__원문 발췌__.
= = = = = = =

1. Abstarct

pre-trained word vectors를 CNN에 사용하여 sentence classification에 적용하면 괜찮은 성능을 보여준다.

2. Introduction

pre-trained 된 word vector를 다양한 channel로 분석하는 architecture 제시
pre-trained vectors는 ‘universal’ feature extractors이므로 다양한 classification 작업에 적용 가능하다.

3. Model

model

input
- $k$ 차원의 vector $n$ 개로 이루어진 sentence = $n*k$ matrix로 표현가능
convolution
- window size를 바꿔가며 여러개의 filter를 생성
- 일반적인 CNN과 다른 것은 filter의 모양, m*m 크기의 filter를 사용하지 않음
- 단어가 k차원의 vector이므로 m*k크기의 filter를 사용, m-gram과 같은 효과
activation
- tanh, relu와 같은 non-linear 함수 사용
pooling
- max-over-time-pooling(max pooling)을 통하여 filter에서 가장 영향력이 큰 값을 추출
- 문장의 길이에 따라 pooling방식을 조절
output
- fully-connected layer로 구성하여 softmax 적용

3.1 Regulation

dropout
- output layer에 적용
- 베르누이분포로 random하게 선택된 unit만 back propagation으로 학습
- $y$ = $w( z \odot r ) + b$
- $r = [0,1,0,1, ...]$ 형태의 vector, 베르누이확률로 학습될 unit 선택
- $z$ = pooling으로 추출된 결과
l2-norm
- norm(w) > s인 경우, norm(w) = s가 되도록 보정

4. Datasets and Experimental Setup

word2vec을 사용하여 pre-trained word vector를 만듦

4.1 Model Variants

CNN-rand : 모든 단어를 random하게 initialize한다. 즉 pre-trained되지 않은 벡터 사용
CNN-static : 모든 단어를 학습한 후 벡터를 구성한다.(word2vec)
CNN-non-static : CNN-static에 사용된 vector가 fine-tunning된다.
CNN-multichannel
- CNN-static과 CNN-non-static을 동시에 적용한다.
- 각각의 vector는 channel이 되고, filter는 같이 사용된다.

= = = = = = =

__연습 문제__.
A. 원문의 "word2vec을 사용하여 pre-trained"부터 "CNN-non-static을 동시에 적용한다."까지를 다시 쓰되, "random하게"를 "무작위로"로 바꾸세요.
B. 원문을 보고 다음 물음에 답하세요.
(i) activation 단계에서 사용하는 non-linear 함수의 예로 든 것은 무엇입니까?
(ii) dropout은 어느 layer에 적용합니까?
(iii) pre-trained word vector를 만드는 데 사용한 것은 무엇입니까?
아래 목록은 원문과 관련이 없습니다.

__주어진 정보__.
= = = = = = =

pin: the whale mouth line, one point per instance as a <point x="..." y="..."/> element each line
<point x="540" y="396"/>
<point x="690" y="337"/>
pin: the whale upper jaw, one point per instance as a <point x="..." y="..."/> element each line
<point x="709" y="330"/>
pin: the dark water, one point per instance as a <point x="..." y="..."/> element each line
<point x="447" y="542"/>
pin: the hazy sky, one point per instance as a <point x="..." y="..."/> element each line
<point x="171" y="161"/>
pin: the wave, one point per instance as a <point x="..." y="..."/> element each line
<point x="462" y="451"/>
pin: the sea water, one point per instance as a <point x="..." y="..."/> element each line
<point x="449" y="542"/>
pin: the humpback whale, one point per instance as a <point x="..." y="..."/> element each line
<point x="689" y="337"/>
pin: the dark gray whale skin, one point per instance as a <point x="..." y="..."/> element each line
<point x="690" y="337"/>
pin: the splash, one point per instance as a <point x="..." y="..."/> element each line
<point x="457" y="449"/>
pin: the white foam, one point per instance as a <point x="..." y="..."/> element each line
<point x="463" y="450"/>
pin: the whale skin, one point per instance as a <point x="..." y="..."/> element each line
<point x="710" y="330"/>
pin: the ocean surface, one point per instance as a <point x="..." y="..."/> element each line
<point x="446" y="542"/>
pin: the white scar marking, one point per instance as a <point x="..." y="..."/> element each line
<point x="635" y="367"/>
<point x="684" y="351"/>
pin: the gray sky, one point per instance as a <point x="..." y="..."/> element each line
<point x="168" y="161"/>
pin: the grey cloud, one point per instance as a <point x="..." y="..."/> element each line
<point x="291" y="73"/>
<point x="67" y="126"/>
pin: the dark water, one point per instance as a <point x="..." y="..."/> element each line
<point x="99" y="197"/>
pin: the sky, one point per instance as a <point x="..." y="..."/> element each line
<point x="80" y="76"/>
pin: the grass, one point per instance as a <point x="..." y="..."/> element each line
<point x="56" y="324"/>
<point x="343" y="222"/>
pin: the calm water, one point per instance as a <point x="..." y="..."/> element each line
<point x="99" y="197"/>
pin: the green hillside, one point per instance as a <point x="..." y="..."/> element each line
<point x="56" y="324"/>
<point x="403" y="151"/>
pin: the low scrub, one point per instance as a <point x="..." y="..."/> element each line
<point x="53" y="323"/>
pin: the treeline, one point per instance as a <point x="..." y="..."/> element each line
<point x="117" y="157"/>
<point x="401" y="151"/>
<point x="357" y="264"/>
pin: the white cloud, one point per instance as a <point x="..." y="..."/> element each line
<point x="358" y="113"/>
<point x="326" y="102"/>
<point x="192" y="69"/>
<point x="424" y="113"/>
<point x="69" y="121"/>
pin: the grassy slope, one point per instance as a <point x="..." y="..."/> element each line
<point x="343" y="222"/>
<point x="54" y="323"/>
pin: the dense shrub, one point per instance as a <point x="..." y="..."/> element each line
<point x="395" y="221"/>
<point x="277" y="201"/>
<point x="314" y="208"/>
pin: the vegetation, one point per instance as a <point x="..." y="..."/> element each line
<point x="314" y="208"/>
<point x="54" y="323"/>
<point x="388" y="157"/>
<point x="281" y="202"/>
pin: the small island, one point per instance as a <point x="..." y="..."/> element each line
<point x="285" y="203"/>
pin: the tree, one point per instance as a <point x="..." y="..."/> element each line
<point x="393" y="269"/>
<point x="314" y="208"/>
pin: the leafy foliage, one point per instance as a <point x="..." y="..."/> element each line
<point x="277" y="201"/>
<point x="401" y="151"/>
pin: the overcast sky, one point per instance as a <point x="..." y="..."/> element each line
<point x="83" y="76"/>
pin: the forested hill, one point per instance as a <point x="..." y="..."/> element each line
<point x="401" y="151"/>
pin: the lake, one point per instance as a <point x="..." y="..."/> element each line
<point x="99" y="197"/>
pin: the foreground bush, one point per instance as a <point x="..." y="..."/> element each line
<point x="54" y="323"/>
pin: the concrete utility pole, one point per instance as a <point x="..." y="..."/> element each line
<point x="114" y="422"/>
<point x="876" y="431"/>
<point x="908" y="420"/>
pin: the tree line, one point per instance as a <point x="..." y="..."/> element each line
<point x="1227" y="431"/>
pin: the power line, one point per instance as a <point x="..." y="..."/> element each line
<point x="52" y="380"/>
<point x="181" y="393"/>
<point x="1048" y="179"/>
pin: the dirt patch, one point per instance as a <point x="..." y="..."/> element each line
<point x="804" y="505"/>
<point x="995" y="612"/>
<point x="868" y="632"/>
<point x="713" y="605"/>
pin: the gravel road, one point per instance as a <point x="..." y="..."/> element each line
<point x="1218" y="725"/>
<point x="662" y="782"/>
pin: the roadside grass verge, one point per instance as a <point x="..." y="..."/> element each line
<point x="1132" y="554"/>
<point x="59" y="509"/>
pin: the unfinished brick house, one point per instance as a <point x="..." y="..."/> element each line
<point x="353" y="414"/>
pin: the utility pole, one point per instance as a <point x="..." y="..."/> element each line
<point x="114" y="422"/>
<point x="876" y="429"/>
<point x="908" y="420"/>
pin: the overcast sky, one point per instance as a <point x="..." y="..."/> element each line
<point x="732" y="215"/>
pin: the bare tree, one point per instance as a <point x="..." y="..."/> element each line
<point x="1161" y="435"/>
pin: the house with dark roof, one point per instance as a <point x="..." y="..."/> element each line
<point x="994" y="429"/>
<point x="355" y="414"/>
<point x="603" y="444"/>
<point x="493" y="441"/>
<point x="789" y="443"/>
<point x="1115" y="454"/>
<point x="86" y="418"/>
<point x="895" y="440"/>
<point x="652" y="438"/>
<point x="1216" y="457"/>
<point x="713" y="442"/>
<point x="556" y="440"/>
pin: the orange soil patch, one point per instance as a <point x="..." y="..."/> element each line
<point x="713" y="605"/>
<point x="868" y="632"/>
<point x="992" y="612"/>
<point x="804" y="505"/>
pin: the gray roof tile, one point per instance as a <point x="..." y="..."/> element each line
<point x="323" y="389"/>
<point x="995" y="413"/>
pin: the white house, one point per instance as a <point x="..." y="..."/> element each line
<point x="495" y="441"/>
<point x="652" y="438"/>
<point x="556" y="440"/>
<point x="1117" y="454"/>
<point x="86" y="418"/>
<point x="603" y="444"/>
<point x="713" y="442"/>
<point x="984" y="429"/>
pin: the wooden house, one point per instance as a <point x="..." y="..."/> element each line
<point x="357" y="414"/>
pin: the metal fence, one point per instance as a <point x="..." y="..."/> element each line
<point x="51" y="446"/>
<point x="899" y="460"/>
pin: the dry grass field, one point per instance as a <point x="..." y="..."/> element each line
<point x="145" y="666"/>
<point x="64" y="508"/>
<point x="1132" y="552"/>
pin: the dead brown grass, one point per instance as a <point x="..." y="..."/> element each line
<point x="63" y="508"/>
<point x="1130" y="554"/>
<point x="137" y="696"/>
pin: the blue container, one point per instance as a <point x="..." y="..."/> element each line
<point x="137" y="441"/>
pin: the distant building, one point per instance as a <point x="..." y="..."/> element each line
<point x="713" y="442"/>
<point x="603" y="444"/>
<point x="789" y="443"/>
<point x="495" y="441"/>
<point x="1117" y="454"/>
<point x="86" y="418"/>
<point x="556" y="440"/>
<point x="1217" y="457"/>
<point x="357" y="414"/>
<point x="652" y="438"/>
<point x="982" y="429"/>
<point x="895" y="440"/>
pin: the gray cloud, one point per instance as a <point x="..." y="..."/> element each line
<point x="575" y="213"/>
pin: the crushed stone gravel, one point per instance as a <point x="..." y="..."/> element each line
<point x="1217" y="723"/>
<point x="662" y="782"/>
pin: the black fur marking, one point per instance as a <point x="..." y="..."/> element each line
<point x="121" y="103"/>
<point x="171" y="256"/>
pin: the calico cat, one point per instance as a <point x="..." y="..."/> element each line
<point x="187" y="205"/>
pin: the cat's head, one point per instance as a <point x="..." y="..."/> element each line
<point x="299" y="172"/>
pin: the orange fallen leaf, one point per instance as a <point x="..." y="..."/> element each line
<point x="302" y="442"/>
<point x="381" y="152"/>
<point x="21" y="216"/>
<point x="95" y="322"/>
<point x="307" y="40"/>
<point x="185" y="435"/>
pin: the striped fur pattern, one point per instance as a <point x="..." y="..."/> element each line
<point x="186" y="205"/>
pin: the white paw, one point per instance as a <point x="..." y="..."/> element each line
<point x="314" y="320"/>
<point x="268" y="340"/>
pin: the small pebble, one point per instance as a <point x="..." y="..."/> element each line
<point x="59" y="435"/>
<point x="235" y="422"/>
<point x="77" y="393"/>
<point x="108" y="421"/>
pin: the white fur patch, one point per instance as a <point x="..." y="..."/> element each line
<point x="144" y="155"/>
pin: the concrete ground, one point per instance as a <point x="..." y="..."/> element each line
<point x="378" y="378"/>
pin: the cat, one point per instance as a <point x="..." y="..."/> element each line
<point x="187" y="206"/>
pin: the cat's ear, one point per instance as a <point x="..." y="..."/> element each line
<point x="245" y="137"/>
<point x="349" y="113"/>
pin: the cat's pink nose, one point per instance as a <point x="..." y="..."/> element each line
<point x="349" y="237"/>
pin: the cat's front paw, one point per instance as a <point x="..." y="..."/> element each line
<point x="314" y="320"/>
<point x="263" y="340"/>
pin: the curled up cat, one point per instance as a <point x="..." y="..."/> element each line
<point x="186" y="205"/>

= = = = = = =

__정답 및 풀이__.
A.
word2vec을 사용하여 pre-trained word vector를 만듦

4.1 Model Variants

CNN-rand : 모든 단어를 무작위로 initialize한다. 즉 pre-trained되지 않은 벡터 사용
CNN-static : 모든 단어를 학습한 후 벡터를 구성한다.(word2vec)
CNN-non-static : CNN-static에 사용된 vector가 fine-tunning된다.
CNN-multichannel
- CNN-static과 CNN-non-static을 동시에 적용한다.

B.
(i) tanh, relu
(ii) output layer
(iii) word2vec